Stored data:

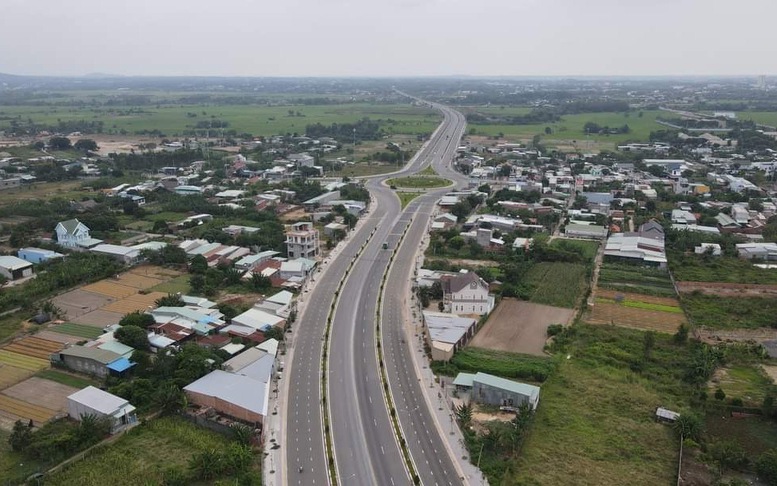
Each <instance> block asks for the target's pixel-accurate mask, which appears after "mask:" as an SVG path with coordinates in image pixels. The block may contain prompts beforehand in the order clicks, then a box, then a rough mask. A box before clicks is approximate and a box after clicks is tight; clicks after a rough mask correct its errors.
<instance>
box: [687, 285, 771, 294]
mask: <svg viewBox="0 0 777 486" xmlns="http://www.w3.org/2000/svg"><path fill="white" fill-rule="evenodd" d="M677 288H678V290H679V291H680V292H693V291H695V290H698V291H700V292H702V293H704V294H708V295H720V296H722V297H769V296H777V285H761V284H734V283H724V282H677Z"/></svg>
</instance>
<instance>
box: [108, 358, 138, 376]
mask: <svg viewBox="0 0 777 486" xmlns="http://www.w3.org/2000/svg"><path fill="white" fill-rule="evenodd" d="M133 366H135V363H133V362H131V361H130V360H128V359H127V358H119V359H117V360H116V361H113V362H111V363H109V364H108V369H109V370H111V371H115V372H117V373H121V372H122V371H127V370H128V369H130V368H132V367H133Z"/></svg>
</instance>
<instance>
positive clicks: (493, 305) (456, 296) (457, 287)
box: [441, 272, 494, 315]
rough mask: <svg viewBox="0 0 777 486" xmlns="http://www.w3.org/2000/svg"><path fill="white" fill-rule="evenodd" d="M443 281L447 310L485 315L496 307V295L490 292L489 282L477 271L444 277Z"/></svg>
mask: <svg viewBox="0 0 777 486" xmlns="http://www.w3.org/2000/svg"><path fill="white" fill-rule="evenodd" d="M441 283H442V289H443V303H444V305H445V310H446V311H447V312H451V313H454V314H478V315H483V314H488V313H489V312H491V310H492V309H493V308H494V297H493V296H492V295H489V293H488V284H487V283H486V282H485V280H483V279H482V278H480V277H478V275H477V274H476V273H475V272H467V273H460V274H458V275H456V276H454V277H448V278H443V279H441Z"/></svg>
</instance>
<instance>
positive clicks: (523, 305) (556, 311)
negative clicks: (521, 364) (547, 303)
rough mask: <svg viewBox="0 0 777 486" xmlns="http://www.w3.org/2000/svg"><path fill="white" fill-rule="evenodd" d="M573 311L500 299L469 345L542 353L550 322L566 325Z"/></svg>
mask: <svg viewBox="0 0 777 486" xmlns="http://www.w3.org/2000/svg"><path fill="white" fill-rule="evenodd" d="M573 315H574V310H572V309H563V308H560V307H551V306H549V305H541V304H532V303H530V302H524V301H520V300H515V299H504V300H502V302H500V303H499V306H498V307H497V308H496V310H495V311H494V312H493V313H492V314H491V316H490V317H489V318H488V321H487V322H486V324H485V325H484V326H483V328H482V329H481V330H480V331H479V332H478V333H477V335H475V338H474V339H473V340H472V341H471V344H472V346H477V347H479V348H486V349H494V350H498V351H511V352H514V353H524V354H533V355H535V356H544V353H543V351H542V348H543V347H544V346H545V340H546V339H547V329H548V326H549V325H550V324H567V323H568V322H569V320H570V319H571V318H572V316H573Z"/></svg>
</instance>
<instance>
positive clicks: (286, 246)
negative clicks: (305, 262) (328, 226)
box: [286, 222, 319, 260]
mask: <svg viewBox="0 0 777 486" xmlns="http://www.w3.org/2000/svg"><path fill="white" fill-rule="evenodd" d="M286 254H287V255H288V257H289V259H290V260H294V259H296V258H308V259H311V260H314V259H316V257H318V255H319V237H318V230H317V229H315V228H314V227H313V223H306V222H302V223H295V224H293V225H291V228H290V229H289V230H287V231H286Z"/></svg>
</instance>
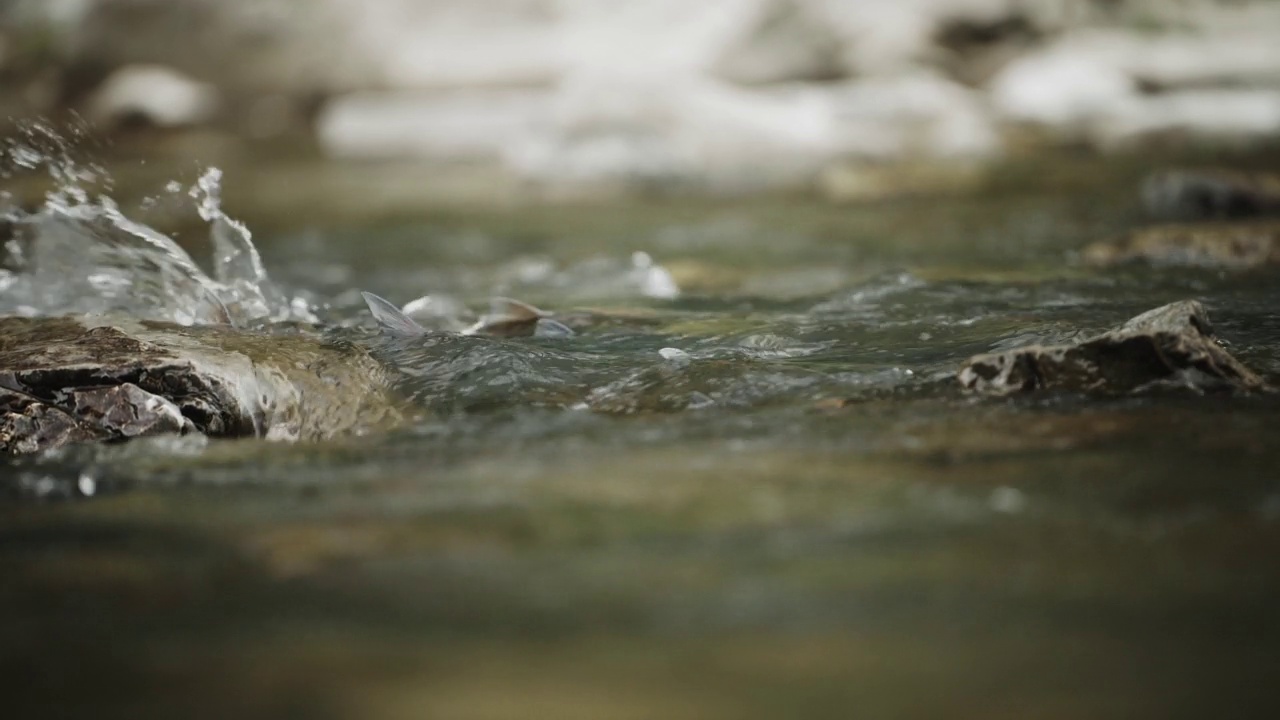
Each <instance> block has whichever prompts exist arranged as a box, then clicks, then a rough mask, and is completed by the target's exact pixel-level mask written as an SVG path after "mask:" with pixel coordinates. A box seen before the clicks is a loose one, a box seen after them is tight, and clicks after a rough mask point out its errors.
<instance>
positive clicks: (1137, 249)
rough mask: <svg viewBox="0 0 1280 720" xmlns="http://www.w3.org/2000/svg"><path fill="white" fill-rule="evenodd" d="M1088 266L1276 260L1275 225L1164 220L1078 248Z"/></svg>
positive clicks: (1276, 261)
mask: <svg viewBox="0 0 1280 720" xmlns="http://www.w3.org/2000/svg"><path fill="white" fill-rule="evenodd" d="M1083 258H1084V261H1085V263H1089V264H1091V265H1101V266H1107V265H1117V264H1123V263H1133V261H1146V263H1151V264H1155V265H1172V266H1198V268H1228V269H1247V268H1257V266H1261V265H1274V264H1276V263H1280V223H1276V222H1253V223H1215V224H1166V225H1155V227H1149V228H1142V229H1138V231H1134V232H1132V233H1129V234H1126V236H1124V237H1121V238H1119V240H1112V241H1103V242H1097V243H1094V245H1091V246H1088V247H1085V249H1084V252H1083Z"/></svg>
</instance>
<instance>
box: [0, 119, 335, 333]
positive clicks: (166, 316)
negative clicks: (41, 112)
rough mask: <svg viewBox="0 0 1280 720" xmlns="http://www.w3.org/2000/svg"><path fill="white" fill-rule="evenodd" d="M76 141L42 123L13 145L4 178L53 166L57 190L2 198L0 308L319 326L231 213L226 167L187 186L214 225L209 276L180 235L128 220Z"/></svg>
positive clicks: (47, 170) (212, 228) (138, 316)
mask: <svg viewBox="0 0 1280 720" xmlns="http://www.w3.org/2000/svg"><path fill="white" fill-rule="evenodd" d="M74 140H76V137H73V138H72V140H67V138H64V137H63V136H60V135H58V133H56V132H55V131H54V129H51V128H50V127H49V126H45V124H40V123H33V124H28V126H26V127H24V128H23V131H22V132H20V135H19V137H17V138H9V140H6V141H5V143H4V149H3V156H4V160H5V169H4V173H3V174H4V176H5V177H13V174H14V173H15V172H33V170H41V169H44V170H45V172H47V174H49V177H50V179H51V181H52V187H51V190H49V191H47V192H46V195H45V199H44V202H42V204H41V205H40V206H38V208H36V209H23V208H19V206H18V204H17V202H14V200H13V199H12V197H10V196H3V197H0V240H3V250H0V313H4V314H20V315H61V314H125V315H129V316H134V318H141V319H151V320H168V322H174V323H180V324H188V325H189V324H210V323H230V324H237V325H244V324H252V323H262V322H285V320H302V322H315V315H314V314H312V313H311V309H310V307H308V306H307V305H306V304H305V302H296V301H293V300H291V299H288V297H287V296H285V295H284V293H283V292H282V291H280V288H279V287H278V286H275V283H273V282H271V279H270V278H269V275H268V273H266V269H265V268H264V265H262V260H261V256H260V255H259V252H257V249H256V247H255V246H253V243H252V236H251V233H250V231H248V228H246V227H244V225H243V224H242V223H239V222H237V220H234V219H232V218H230V217H228V215H227V214H225V213H224V211H223V209H221V172H220V170H219V169H216V168H211V169H209V170H206V172H205V173H204V174H202V176H201V177H200V179H198V181H197V182H196V184H193V186H192V187H191V188H189V190H188V196H189V197H191V199H192V200H193V201H195V204H196V208H195V209H196V211H197V213H198V215H200V218H201V219H202V220H205V222H206V223H209V233H210V242H211V245H212V264H211V272H212V274H211V275H210V274H209V273H206V272H205V270H204V269H202V268H201V266H200V265H198V264H197V263H196V261H195V260H193V259H192V258H191V255H189V254H188V252H187V251H186V250H183V249H182V247H180V246H179V245H178V243H177V242H174V241H173V238H170V237H168V236H166V234H164V233H161V232H159V231H156V229H154V228H151V227H148V225H146V224H143V223H141V222H137V220H134V219H131V218H129V217H127V215H125V213H124V211H122V210H120V208H119V206H118V204H116V202H115V201H114V200H113V199H111V197H110V196H109V195H108V191H110V188H111V181H110V176H109V174H108V173H106V172H105V170H102V169H101V168H99V167H96V165H84V164H79V163H78V161H77V160H76V158H74V142H73V141H74ZM177 187H178V188H180V184H179V186H177ZM168 190H169V191H170V192H172V191H173V190H175V182H170V183H169V187H168Z"/></svg>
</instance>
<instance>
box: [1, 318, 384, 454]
mask: <svg viewBox="0 0 1280 720" xmlns="http://www.w3.org/2000/svg"><path fill="white" fill-rule="evenodd" d="M384 380H385V375H384V370H383V369H381V366H380V365H379V364H378V363H376V361H375V360H372V359H371V357H370V356H369V355H367V354H366V352H365V351H364V350H360V348H357V347H355V346H352V345H349V343H342V342H332V341H326V340H324V338H320V337H316V336H311V334H305V333H297V334H266V333H252V332H246V331H237V329H234V328H230V327H225V325H212V327H182V325H173V324H166V323H151V322H137V320H123V319H113V320H111V323H110V324H106V323H105V322H99V320H95V322H91V320H81V319H74V318H0V452H5V454H29V452H37V451H41V450H49V448H52V447H59V446H63V445H68V443H74V442H91V441H119V439H128V438H133V437H141V436H154V434H163V433H188V432H201V433H205V434H209V436H214V437H262V438H268V439H324V438H329V437H334V436H339V434H343V433H352V432H358V430H361V429H362V428H372V427H376V425H381V424H385V423H392V421H394V420H397V419H399V410H398V407H397V405H396V402H394V401H393V400H392V396H390V395H389V393H388V392H387V389H385V382H384Z"/></svg>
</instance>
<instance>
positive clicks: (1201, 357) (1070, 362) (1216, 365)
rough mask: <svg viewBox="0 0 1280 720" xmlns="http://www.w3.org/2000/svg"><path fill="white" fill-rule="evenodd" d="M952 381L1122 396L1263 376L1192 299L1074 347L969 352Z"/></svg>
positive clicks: (1031, 390) (961, 384)
mask: <svg viewBox="0 0 1280 720" xmlns="http://www.w3.org/2000/svg"><path fill="white" fill-rule="evenodd" d="M957 379H959V380H960V384H961V386H964V387H965V388H966V389H970V391H974V392H979V393H987V395H1012V393H1019V392H1030V391H1037V389H1065V391H1075V392H1097V393H1128V392H1134V391H1139V389H1143V388H1147V387H1151V386H1156V384H1176V386H1184V387H1192V388H1196V389H1201V391H1211V389H1235V391H1256V389H1266V383H1265V382H1263V380H1262V378H1260V377H1258V375H1256V374H1254V373H1253V372H1251V370H1249V369H1248V368H1245V366H1244V365H1242V364H1240V363H1239V361H1238V360H1236V359H1235V357H1233V356H1231V355H1230V354H1229V352H1228V351H1226V350H1224V348H1222V346H1221V345H1219V342H1217V340H1216V337H1215V336H1213V329H1212V327H1211V325H1210V322H1208V315H1207V314H1206V313H1204V309H1203V307H1202V306H1201V304H1199V302H1197V301H1194V300H1184V301H1180V302H1174V304H1170V305H1165V306H1162V307H1156V309H1155V310H1149V311H1147V313H1143V314H1142V315H1138V316H1137V318H1133V319H1132V320H1129V322H1126V323H1124V324H1123V325H1120V327H1117V328H1114V329H1111V331H1108V332H1106V333H1102V334H1100V336H1097V337H1092V338H1088V340H1085V341H1083V342H1080V343H1076V345H1062V346H1039V345H1032V346H1027V347H1020V348H1016V350H1010V351H1006V352H996V354H989V355H978V356H974V357H970V359H969V360H968V361H966V363H965V364H964V366H963V368H961V369H960V372H959V374H957Z"/></svg>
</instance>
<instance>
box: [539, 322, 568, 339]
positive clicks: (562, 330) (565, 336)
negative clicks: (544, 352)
mask: <svg viewBox="0 0 1280 720" xmlns="http://www.w3.org/2000/svg"><path fill="white" fill-rule="evenodd" d="M573 334H575V333H573V329H572V328H570V327H568V325H566V324H564V323H557V322H556V320H552V319H550V318H539V319H538V324H536V327H535V328H534V337H573Z"/></svg>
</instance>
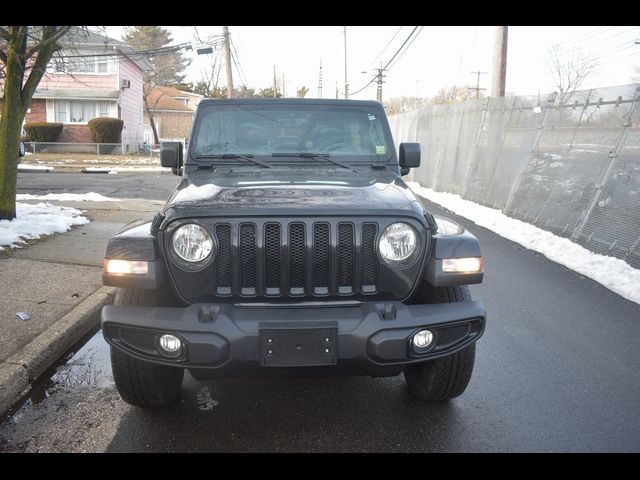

### Task objective
Rewrite everything from the start of the rows down to the line containing "box: [441, 272, 494, 315]", with "positive clicks" changed to "foreground clicks" and all else kept the same. Leave the pictures out.

### Reply
Each <instance> block asks for the target's pixel-accurate mask, which appears after "mask:" as an SVG path with coordinates in image pixels. The block may contain prompts beforehand in the order clicks, then a box, then a rough mask. A box before clicks is approximate and a box after clicks is tight; clicks after a rough mask correct its errors.
<instance>
box: [687, 285, 771, 294]
mask: <svg viewBox="0 0 777 486" xmlns="http://www.w3.org/2000/svg"><path fill="white" fill-rule="evenodd" d="M677 288H678V290H679V291H680V292H693V291H695V290H698V291H700V292H702V293H704V294H708V295H720V296H722V297H769V296H777V285H761V284H734V283H724V282H677Z"/></svg>
</instance>
<instance>
box: [108, 358, 138, 376]
mask: <svg viewBox="0 0 777 486" xmlns="http://www.w3.org/2000/svg"><path fill="white" fill-rule="evenodd" d="M133 366H135V363H133V362H131V361H130V360H128V359H127V358H119V359H117V360H116V361H113V362H111V363H109V364H108V369H109V370H111V371H115V372H117V373H121V372H122V371H127V370H128V369H130V368H132V367H133Z"/></svg>
</instance>
<instance>
foreground clicks: (493, 305) (456, 296) (457, 287)
box: [441, 272, 494, 315]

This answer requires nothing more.